WHAT THE TASK ASKS: Check each statement against the Luquillo project summary below, answering yes or no and quoting the words that decide it: (a) The observatory will compare watersheds underlain by granodiorite and volcaniclastic bedrock. (b) The monitoring network will be set up in three watersheds. (c) Sediment is named as the nation's largest water quality pollutant.

READING TEXT:
This award is funded under the American Recovery and Reinvestment Act of 2009 (Public Law 111-5).
This project will establish a monitoring network in two watersheds of the Luquillo National Forest in Puerto Rico to evaluate the physical, chemical, hydrological and biological processes involved in weathering of bedrock and the evolution of the soil environment. This will be an addition to the Critical Zone Observatories (CZO) that are being initiated at various locations in North America. The Luquillo CZO will use the natural laboratory of the Luquillo Mountains to quantify and contrast how critical zone processes in watersheds underlain by granodiorite and volcaniclastic bedrock are affected by climatic conditions and hydrologic, geochemical and biogeochemical cycles. A set of interrelated hypothesis, sampling sites, and a unified data management system will allow critical zone processes to be contrasted by bedrock, landscape position (ridge, hillslope, riparian), depth (surface to bedrock), forest type (Tabonuco, Colorado, Cloud) and location (upland to coastal).
Changing climate affects many processes, and the breakdown of rocks into soil; is one of the most important. In addition, there may be changes in water flow in rivers, as well as erosion of surficial materials. Sediment is already the nation's largest water quality pollutant and modern land uses are eroding soils and sculpting bedrock in unprecedented ways. The Luquillo Critical Zone Observatory will provide the infrastructure and baseline studies needed to evaluate short and long-term impacts of this erosion on soil and water resources. The Observatory will also support integrated, multi-institutional and multicultural exchanges among a diverse cadre of scientists, who will collaborate to determine the effects of climate change on the terrestrial environment.

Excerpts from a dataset
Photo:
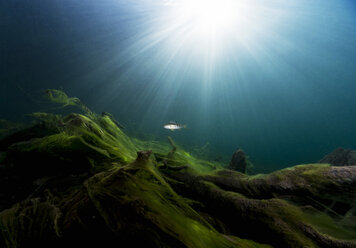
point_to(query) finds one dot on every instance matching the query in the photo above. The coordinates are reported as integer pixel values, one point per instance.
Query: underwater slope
(79, 180)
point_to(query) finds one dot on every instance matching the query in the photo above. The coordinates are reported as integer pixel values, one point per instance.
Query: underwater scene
(178, 123)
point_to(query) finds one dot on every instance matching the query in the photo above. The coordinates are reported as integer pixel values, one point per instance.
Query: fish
(173, 125)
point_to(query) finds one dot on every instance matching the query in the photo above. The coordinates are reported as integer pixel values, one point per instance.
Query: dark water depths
(282, 87)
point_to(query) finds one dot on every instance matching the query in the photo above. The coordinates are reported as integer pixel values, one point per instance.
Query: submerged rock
(238, 161)
(82, 182)
(340, 157)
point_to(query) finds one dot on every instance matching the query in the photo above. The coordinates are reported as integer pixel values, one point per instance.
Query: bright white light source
(212, 17)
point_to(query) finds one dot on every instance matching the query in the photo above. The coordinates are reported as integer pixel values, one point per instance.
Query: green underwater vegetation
(80, 181)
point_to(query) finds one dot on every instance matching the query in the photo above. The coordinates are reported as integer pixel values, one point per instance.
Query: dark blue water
(281, 87)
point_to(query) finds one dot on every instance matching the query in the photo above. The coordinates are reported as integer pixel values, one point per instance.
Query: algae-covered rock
(78, 181)
(131, 205)
(238, 161)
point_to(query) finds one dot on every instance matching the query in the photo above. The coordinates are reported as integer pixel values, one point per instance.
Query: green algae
(168, 200)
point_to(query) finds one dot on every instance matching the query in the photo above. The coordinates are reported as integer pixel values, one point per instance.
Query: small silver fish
(173, 125)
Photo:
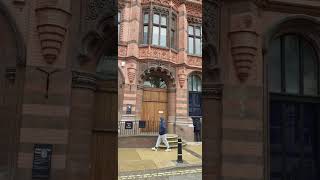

PROBLEM SOLUTION:
(a) Yes: "watersheds underlain by granodiorite and volcaniclastic bedrock"
(b) No: "in two watersheds of the Luquillo National Forest in Puerto Rico"
(c) Yes: "Sediment is already the nation's largest water quality pollutant"